Work to complete — Continue the blog post about the library's author visits from its final sentence onward.
== Provided text
I had a pretty busy week. Last Sunday, I found out I am going to NELI, which is really exciting .... and really scary! I am very pleased, and honoured to be chosen. I think it will be a great opportunity. So one thing I did this week was make some other arrangements for my absence in early December (re-arrange my course outline for ILLs, arrange hotels, etc.)
Our big thing this week was author visits: we had two at Rideau, on the same day, even! Children's author Sylvie Massicotte visited Rideau Branch to talk to a class on Tuesday afternoon; Claire Rothman visited on Tuesday evening. My colleague mostly handled Sylvie's actual visit, because my brain was full of other stuff that day for Claire's visit; I had also done a lot of the prep, including chasing down a class to attend the visit. You'd think this wouldn't be so hard! ... and yet. Here's the deal.
The opportunity for this visit comes as part of our branch's participation in the Livromagie club from Communication Jeunesse; in other words, the author visit is for the children participating in this club. I had some issues finding groups and/or classes to join this club, and basically, finally, after lots of work, we got a grade 1-2 class willing to participate in the club, and they came to see Sylvie on Tuesday afternoon. What was especially interesting about the event was that it took the kids about 15 minutes to completely understand that Sylvie, the woman in front of them, was actually the author of the books they had been reading in class. This was definitely the first time any of them had met a published writer, and I think they were a bit in awe. What a rewarding experience ... in the end.
====
== Dataset content
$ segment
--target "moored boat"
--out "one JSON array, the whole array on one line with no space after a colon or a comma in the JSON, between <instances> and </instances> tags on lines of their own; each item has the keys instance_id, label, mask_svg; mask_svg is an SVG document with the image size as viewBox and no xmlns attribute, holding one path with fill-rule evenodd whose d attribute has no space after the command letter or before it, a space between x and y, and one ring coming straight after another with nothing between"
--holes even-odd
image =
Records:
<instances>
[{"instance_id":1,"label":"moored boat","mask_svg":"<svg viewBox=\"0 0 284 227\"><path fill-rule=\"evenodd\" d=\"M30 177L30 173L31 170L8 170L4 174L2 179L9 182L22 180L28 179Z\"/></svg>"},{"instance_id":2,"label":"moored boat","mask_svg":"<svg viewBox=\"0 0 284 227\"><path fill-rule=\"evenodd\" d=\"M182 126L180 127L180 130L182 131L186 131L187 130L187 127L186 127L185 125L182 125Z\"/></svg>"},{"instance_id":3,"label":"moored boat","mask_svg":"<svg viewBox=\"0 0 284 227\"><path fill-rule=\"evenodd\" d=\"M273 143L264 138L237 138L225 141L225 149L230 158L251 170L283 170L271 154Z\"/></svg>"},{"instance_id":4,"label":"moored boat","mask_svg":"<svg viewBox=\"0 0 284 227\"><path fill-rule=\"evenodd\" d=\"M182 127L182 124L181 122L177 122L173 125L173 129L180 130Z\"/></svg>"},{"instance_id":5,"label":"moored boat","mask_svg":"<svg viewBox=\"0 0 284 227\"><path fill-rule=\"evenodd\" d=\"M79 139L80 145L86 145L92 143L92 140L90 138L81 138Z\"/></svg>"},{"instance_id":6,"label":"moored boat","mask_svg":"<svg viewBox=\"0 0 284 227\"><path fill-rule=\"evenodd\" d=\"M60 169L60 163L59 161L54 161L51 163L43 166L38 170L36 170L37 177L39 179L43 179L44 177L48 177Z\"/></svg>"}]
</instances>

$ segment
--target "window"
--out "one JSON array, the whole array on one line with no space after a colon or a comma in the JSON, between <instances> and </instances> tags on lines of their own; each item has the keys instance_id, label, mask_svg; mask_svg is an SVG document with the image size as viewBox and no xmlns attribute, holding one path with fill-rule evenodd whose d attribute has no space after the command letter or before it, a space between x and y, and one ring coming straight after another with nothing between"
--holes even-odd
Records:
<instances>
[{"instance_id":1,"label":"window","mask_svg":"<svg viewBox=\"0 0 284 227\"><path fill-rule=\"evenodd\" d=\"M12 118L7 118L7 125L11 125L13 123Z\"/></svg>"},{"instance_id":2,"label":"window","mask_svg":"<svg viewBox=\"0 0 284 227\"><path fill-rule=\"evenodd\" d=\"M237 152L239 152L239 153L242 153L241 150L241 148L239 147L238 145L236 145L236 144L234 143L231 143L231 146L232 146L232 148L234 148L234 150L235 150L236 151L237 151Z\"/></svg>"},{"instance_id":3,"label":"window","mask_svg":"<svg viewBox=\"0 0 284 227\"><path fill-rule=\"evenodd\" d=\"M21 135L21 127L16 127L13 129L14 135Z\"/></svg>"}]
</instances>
====
Solved exercise —
What was I talking about? Sorry.
Oh, right, Tuesday. Author visit #1 - check. Author visit #2 - Claire - check. We had 15 people at Rideau for her reading, which was both awesome (I would have been happy with anything over, say, 5; author visits at libraries are generally not well attended, which I frankly have a few theories about, but that rant will have to wait for another day....) and kind of depressing (considering the amount of marketing I did!) I was cheered that one person had found out about the event because of a flyer I put up at Loblaws, one heard through one of our book clubs, and two attended from another local book club (not held at Rideau) of McGill alumni, who I had invited specially.
On Wednesday, Claire spoke to a group of senior school girls from Elmwood in Rockcliffe Park, and I accompanied her there as well. Honestly, I was able to better concentrate on her talk the second time around, since I sort of felt like I had Author Reading Brain for the first two days of this week (like Mommy Brain!).
It was great to get to spend some time with Claire. I must confess that we weren't particularly close when I was a student in her class at Marianopolis; she was closer to my best friend at the time, Kaya. Both Kaya and I were writers, but it was Kaya who shared much of her work with Claire. That time in my life was when most of my energy was devoted to exploring my new-found independence, bonding with my rez girls, feeling anxiety about money (and working three jobs) and navigating my first relationship. I was probably not the most respectful or studious girl in Claire's class. Claire and I floated in and out of each other's lives since then, seeing one another at Kaya's concerts or in Westmount circles. I'm so glad that we are still in touch, and I'm so glad that now, 13 years later, I have been given the opportunity to get to know her better. Turns out we're both dancers, and runners, and we both love long walks; we have similar warm memories of a particular nun at the College who I lived with; we're both ardent feminists, and so on. Honestly, it was lovely to see her.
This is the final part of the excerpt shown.